Kesibukan seringkali membuat jengkel setiap orang. Tapi bagi sebagian individu kesibukan bisa menjadi pelarian yang dipilih ketika rasa sedih datang menghampiri.
Hidup ini penuh dengan aktivitas, pekerjaan, dan tanggung jawab yang terus-menerus mengisi waktu. Namun, dibalik semua itu, ada cerita yang mungkin tidak diketahui oleh orang lain termasuk keluarga terdekat. Cerita tentang kehilangan dan kerinduan yang tidak pernah berhenti memberikan luka yang begitu dalam hingga seperti tidak berujung.
Ya, orang itu adalah Aku!
Aku selalu merasa bahwa hidup ini seperti sebuah perlombaan tanpa akhir. Setiap hari dimulai dengan agenda yang padat, harus pergi ke kampus, setelah itu rapat organisasi hingga larut malam, mengerjakan tugas, mengerjakan project di luar lingkup profesi ku, dan berbagai kewajiban lainnya.
Dalam keramaian dan kebisingan kesibukan ini, ada satu alasan yang selalu tersembunyi dibalik setiap tindakan dan keputusan yang aku ambil. Ada rasa takut yang sulit diucapkan dan ada kesedihan yang selama ini berusaha kuhindari.
Mama, kata yang memiliki banyak makna tersembunyi di dalamnya, sebuah panggilan yang sering aku gunakan untuk menggambarkan rasa cinta, sayang, penghormatan dan ketulusan yang tak terhingga.
Mama adalah matahari dalam hidupku, sumber kehangatan yang cahayanya tidak pernah redup menyinari setiap sudut jiwaku. Dalam setiap langkahku, mama senantiasa memberikan dukungan dan cinta tanpa imbalan. Namun, suatu hari, segalanya berubah.
Mama pergi, meninggalkan dunia ini karena sakit jantung yang mendadak mengambilnya dari ku. Kabar itu datang seperti petir di siang bolong, menghancurkan hati, mimpi, dan membuat ku benci pada diri sendiri.

------

● PETUNJUK PENGERJAAN
A. Sebutkan semua rasa yang menurut potongan dokumen tentang kesibukan sebagai pelarian dari duka digambarkan oleh panggilan "Mama".
B. Teruskan potongan dokumen tentang kesibukan sebagai pelarian dari duka, dimulai setelah kalimat terakhirnya.
Catatan di bawah ini merupakan bahan yang berdiri sendiri dan tidak berkaitan dengan potongan dokumen.

● DAFTAR CATATAN
------

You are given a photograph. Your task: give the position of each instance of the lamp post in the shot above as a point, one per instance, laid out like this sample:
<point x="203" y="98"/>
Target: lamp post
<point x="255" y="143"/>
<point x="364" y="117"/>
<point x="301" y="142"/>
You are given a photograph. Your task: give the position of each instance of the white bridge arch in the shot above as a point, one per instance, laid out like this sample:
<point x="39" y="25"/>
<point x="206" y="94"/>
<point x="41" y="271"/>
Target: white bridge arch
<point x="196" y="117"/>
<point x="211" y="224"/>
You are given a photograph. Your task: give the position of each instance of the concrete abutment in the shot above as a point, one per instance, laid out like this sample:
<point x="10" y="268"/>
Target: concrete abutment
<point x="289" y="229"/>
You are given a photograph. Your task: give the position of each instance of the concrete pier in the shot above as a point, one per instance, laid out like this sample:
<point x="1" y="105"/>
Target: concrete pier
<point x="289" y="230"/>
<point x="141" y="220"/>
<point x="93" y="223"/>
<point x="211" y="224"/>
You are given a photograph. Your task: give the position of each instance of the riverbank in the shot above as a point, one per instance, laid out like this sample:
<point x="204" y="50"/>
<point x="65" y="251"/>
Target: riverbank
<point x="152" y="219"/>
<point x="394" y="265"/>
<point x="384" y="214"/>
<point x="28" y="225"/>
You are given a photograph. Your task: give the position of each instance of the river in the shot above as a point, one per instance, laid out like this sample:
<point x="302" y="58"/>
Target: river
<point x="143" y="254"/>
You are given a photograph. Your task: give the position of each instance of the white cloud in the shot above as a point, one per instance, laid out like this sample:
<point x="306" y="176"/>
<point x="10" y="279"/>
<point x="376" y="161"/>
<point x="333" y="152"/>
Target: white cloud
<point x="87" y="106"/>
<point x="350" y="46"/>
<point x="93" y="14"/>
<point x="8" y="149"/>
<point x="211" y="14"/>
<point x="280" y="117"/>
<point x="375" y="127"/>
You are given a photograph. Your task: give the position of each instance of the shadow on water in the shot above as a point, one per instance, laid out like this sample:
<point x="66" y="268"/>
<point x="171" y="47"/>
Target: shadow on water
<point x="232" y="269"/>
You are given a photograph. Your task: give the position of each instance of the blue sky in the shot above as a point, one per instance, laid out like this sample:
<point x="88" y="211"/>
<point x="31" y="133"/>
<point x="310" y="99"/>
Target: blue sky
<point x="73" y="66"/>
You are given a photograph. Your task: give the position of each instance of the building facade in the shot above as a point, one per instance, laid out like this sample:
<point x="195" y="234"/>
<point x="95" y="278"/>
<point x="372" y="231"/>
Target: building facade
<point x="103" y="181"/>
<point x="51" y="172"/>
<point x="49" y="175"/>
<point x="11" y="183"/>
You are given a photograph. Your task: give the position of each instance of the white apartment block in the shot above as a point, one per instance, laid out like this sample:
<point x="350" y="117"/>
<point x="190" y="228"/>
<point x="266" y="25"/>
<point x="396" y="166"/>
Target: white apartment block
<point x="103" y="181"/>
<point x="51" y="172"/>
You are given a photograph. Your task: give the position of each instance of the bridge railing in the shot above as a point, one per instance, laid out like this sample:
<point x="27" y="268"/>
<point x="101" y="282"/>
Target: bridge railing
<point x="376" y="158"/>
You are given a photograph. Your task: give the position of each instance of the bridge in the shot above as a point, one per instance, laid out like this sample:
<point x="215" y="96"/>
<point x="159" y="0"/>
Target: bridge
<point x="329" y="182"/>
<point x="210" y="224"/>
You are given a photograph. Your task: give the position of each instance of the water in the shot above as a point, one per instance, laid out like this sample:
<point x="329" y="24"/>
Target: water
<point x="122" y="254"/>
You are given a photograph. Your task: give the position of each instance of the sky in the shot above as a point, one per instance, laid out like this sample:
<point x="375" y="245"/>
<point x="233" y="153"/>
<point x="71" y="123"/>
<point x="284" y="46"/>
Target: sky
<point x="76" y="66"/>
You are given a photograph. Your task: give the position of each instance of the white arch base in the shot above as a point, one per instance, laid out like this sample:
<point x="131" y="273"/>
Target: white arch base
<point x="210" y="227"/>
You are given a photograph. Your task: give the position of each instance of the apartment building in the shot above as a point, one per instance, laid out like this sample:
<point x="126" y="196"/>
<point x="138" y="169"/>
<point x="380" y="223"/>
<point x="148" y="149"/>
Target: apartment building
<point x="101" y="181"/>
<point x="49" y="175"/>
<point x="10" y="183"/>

------

● JAWABAN BERURUTAN
A. Cinta, sayang, penghormatan, dan ketulusan yang tak terhingga.

B.
Kehilangan mama adalah luka paling dalam yang pernah kurasakan. Rasa sakit itu begitu menyiksa, menghancurkan, dan seakan-akan tidak ada obatnya. Mungkin ini terdengar lumrah atau lebay, tapi ini benar adanya bahkan mungkin rasanya lebih menyedihkan dari yang diutarakan lewat kata-kata.
Jika diingat kembali, aku hanya seorang anak perempuan yang saat itu mengira bahwa mama akan hidup selamanya dengan ku, mama akan terus sehat, mama akan terus tertawa bersama ku, dan mama akan terus mengusap rambutku saat aku tertidur pulas.
Dalam upaya untuk bertahan, aku mulai menyibukkan diri. Aku memutuskan untuk meninggalkan kota kelahiranku. Kota dengan banyak kenangan manis bersama mama, namun kota itu juga yang jadi tempat terjadinya peristiwa kepergian mama.
Aku memang masih bertekad untuk berkuliah dan mengejar mimpi, tapi jika masih ada mama tentu saja aku tidak ingin jauh darinya. Secara aku adalah anak yang takut bertemu manusia, anak yang mudah menangis, mudah menyerah dan sangat perasa. Keputusan melanjutkan pendidikan keluar kota menjadi pelarian terbaikku, satu-satunya cara untuk mengalihkan pikiran dari rasa sakit yang terus menghantui.
Setiap pagi, di kota besar ini aku bangun dengan semangat untuk menenggelamkan diri dalam kesibukan. Namun, ketika malam tiba dan kesunyian mulai menyelimuti, kesedihan itu kembali menyapa. Aku teringat akan senyum mama, nasihat-nasihat bijaknya, dan kelembutan usapannya yang tak akan pernah kurasakan lagi. Hanya kenangan yang tersisa, dan itu tidaklah cukup untuk menghapus kerinduan ini.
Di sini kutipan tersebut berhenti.